Exercise aim:
Only the lines from the line containing "det: butter on" to the end of the records, both included, belong in the answer, copied exactly.

Materials provided:
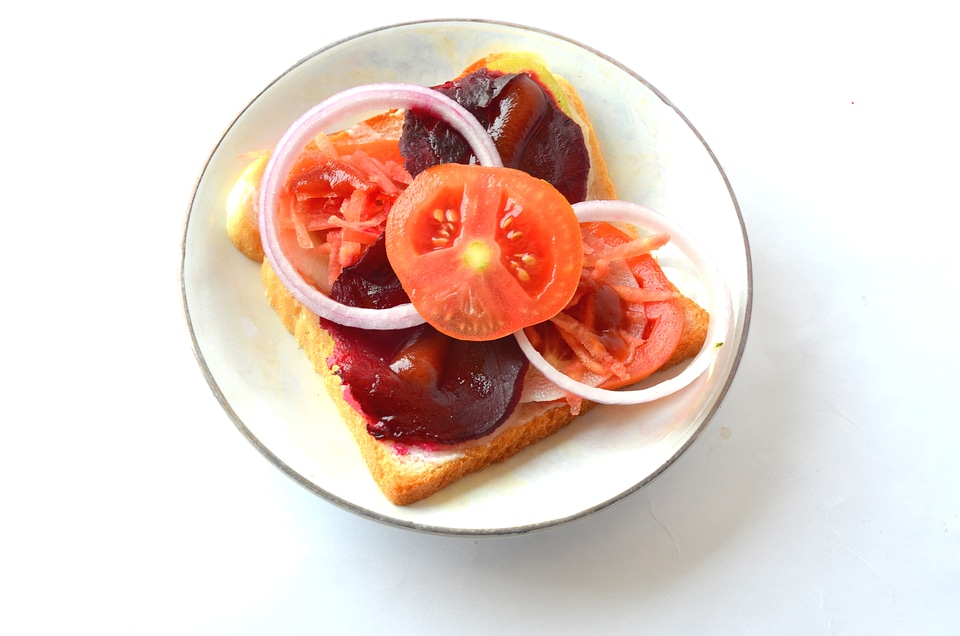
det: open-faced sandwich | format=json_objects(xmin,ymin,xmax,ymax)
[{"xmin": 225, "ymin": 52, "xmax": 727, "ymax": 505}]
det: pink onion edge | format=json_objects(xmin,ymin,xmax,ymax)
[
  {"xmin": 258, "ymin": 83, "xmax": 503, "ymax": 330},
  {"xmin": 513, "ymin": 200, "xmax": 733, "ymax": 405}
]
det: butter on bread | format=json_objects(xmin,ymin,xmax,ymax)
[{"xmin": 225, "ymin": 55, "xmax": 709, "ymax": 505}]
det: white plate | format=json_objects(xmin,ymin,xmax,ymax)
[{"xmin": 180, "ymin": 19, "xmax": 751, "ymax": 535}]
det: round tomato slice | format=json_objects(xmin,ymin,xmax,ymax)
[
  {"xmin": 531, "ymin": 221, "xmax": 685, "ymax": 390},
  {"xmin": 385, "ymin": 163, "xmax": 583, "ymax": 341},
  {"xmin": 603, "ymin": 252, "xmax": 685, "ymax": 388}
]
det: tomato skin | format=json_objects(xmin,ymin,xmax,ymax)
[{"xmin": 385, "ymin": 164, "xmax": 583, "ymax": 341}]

Result of this task:
det: butter on bread | format=json_objects(xmin,ymin,xmax,ymax)
[{"xmin": 225, "ymin": 55, "xmax": 709, "ymax": 505}]
det: white plate | format=json_objects(xmin,ymin,xmax,ymax)
[{"xmin": 180, "ymin": 19, "xmax": 751, "ymax": 535}]
det: round tomato slice | format=json_objects(xmin,ymin,xmax,ymax)
[
  {"xmin": 531, "ymin": 221, "xmax": 685, "ymax": 390},
  {"xmin": 385, "ymin": 163, "xmax": 583, "ymax": 341},
  {"xmin": 603, "ymin": 252, "xmax": 685, "ymax": 388}
]
det: tomato skin | format=json_objects(xmin,ymin,xmax,ymax)
[{"xmin": 385, "ymin": 164, "xmax": 583, "ymax": 341}]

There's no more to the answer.